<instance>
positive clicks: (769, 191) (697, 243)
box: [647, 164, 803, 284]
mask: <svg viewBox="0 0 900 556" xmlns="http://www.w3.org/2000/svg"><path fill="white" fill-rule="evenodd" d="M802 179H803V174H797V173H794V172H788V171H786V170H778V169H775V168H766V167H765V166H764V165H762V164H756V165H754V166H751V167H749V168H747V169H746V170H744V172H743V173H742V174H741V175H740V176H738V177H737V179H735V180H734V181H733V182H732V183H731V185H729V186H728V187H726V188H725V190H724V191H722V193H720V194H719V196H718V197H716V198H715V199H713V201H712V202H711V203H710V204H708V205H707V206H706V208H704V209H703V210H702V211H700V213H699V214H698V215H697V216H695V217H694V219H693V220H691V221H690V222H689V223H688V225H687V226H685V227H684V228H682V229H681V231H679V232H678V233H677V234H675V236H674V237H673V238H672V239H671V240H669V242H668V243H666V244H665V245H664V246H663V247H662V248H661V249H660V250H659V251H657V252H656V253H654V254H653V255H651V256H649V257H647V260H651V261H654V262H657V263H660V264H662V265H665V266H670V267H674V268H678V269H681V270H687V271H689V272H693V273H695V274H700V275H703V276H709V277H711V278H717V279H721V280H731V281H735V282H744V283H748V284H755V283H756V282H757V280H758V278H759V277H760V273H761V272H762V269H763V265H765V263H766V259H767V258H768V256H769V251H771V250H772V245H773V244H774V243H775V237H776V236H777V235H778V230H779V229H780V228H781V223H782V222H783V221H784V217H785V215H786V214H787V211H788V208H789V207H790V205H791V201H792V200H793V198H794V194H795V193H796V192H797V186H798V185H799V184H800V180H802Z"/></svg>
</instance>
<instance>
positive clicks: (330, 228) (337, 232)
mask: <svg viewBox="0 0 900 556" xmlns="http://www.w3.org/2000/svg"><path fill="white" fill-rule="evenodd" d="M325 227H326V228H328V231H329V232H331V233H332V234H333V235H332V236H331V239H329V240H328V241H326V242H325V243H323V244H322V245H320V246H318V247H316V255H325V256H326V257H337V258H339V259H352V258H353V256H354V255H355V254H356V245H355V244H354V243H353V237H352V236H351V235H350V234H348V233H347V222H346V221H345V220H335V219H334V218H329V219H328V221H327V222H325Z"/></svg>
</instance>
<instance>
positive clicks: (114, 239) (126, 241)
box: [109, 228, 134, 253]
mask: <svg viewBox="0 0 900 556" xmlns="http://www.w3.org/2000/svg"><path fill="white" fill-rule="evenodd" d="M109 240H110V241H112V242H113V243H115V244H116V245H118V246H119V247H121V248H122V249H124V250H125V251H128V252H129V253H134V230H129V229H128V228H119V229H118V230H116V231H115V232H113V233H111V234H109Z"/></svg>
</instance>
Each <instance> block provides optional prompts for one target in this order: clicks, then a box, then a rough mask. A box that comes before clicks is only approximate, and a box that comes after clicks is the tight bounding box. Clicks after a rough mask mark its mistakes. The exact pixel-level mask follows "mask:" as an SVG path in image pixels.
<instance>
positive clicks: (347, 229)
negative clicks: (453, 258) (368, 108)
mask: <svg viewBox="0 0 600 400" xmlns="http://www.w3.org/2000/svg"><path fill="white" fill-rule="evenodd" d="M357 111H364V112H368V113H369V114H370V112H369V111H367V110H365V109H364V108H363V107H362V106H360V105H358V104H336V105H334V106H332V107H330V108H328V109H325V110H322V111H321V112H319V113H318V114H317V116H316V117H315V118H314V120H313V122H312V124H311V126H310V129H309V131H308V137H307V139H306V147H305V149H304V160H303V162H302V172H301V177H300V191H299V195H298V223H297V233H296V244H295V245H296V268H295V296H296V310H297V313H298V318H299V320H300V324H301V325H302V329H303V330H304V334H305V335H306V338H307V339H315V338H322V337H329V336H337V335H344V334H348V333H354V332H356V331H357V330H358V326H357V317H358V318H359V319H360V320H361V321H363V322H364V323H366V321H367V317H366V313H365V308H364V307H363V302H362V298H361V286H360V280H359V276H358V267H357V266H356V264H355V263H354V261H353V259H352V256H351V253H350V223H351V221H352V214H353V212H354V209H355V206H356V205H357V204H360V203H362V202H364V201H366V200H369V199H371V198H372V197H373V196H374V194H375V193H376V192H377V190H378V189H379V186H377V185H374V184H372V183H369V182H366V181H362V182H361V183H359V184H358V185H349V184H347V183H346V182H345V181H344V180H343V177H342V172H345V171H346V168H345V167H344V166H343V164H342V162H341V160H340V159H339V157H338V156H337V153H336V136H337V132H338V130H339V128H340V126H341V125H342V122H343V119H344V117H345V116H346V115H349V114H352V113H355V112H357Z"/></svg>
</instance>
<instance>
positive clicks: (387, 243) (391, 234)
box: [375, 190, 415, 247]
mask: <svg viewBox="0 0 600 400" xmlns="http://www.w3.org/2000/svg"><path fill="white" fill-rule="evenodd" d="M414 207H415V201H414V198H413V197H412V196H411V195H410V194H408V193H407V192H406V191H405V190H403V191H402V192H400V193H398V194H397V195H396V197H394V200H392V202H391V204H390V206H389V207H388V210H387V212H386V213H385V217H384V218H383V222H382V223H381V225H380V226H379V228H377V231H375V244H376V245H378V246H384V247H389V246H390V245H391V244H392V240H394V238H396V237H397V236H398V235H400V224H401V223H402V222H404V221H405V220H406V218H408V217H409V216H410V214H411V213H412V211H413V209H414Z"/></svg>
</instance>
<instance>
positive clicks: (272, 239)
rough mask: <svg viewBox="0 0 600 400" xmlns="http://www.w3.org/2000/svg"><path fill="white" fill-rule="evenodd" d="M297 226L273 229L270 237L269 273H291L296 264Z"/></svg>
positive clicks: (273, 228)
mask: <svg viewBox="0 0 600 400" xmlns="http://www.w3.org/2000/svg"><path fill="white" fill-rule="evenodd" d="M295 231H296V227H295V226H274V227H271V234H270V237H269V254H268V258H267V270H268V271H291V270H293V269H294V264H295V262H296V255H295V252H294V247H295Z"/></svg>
####
Please report each line in the rows above that contains the word "rough", copying every such line in full.

Each <instance> block provides optional prompts for one target in this order: clicks, then a box, then a rough mask. A box that comes before clicks is only approximate, and a box that comes after clicks is the tight bounding box. Clicks after a rough mask mark its mistakes. The exact pixel-level mask follows "mask:" as an SVG path in image pixels.
rough mask: <svg viewBox="0 0 600 400" xmlns="http://www.w3.org/2000/svg"><path fill="white" fill-rule="evenodd" d="M297 226L273 229L270 237L269 273H291L296 264Z"/></svg>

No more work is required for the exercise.